━━ RECORDS

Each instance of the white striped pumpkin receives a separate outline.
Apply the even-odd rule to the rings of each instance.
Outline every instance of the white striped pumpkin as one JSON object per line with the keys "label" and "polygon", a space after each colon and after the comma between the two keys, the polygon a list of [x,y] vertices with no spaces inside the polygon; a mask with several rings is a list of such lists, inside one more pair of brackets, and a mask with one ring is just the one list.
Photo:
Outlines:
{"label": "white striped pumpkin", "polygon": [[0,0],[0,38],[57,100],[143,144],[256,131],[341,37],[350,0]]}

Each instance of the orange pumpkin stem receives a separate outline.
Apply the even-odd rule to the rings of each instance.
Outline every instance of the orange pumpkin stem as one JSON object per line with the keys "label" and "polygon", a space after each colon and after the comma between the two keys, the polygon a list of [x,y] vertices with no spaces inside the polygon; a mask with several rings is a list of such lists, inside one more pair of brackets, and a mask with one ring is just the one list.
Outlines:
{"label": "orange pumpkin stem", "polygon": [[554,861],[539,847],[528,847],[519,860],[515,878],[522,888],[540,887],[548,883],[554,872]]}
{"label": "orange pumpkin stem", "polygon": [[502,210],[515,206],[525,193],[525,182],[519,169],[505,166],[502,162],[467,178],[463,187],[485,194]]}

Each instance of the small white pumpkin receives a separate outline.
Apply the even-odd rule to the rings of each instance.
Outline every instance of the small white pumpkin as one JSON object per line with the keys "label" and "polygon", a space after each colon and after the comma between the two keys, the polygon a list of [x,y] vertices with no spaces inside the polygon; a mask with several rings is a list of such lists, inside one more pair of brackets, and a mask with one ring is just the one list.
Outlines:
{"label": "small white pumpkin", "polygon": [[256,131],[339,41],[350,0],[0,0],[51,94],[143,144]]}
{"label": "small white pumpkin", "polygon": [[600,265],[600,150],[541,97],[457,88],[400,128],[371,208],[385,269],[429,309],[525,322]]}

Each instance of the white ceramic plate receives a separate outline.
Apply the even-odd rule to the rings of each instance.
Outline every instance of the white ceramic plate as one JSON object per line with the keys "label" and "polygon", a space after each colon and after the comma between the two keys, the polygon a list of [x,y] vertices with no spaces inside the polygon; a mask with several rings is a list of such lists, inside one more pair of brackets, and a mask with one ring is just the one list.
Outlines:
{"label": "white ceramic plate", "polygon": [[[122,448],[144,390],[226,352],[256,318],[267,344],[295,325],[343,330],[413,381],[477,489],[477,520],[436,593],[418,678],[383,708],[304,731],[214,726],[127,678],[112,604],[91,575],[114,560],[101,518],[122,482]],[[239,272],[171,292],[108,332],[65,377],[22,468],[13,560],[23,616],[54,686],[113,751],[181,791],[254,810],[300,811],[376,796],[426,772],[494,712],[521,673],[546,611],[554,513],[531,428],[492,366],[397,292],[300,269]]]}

━━━━

* WORK INSTRUCTIONS:
Every line that holds the word "separate" should be copied from the listing.

* EXERCISE RESPONSE:
Each instance of the white striped pumpkin receives a separate outline.
Each instance of the orange pumpkin stem receives a separate outline.
Each instance of the small white pumpkin receives a separate outline.
Each instance of the white ceramic plate receives a separate outline.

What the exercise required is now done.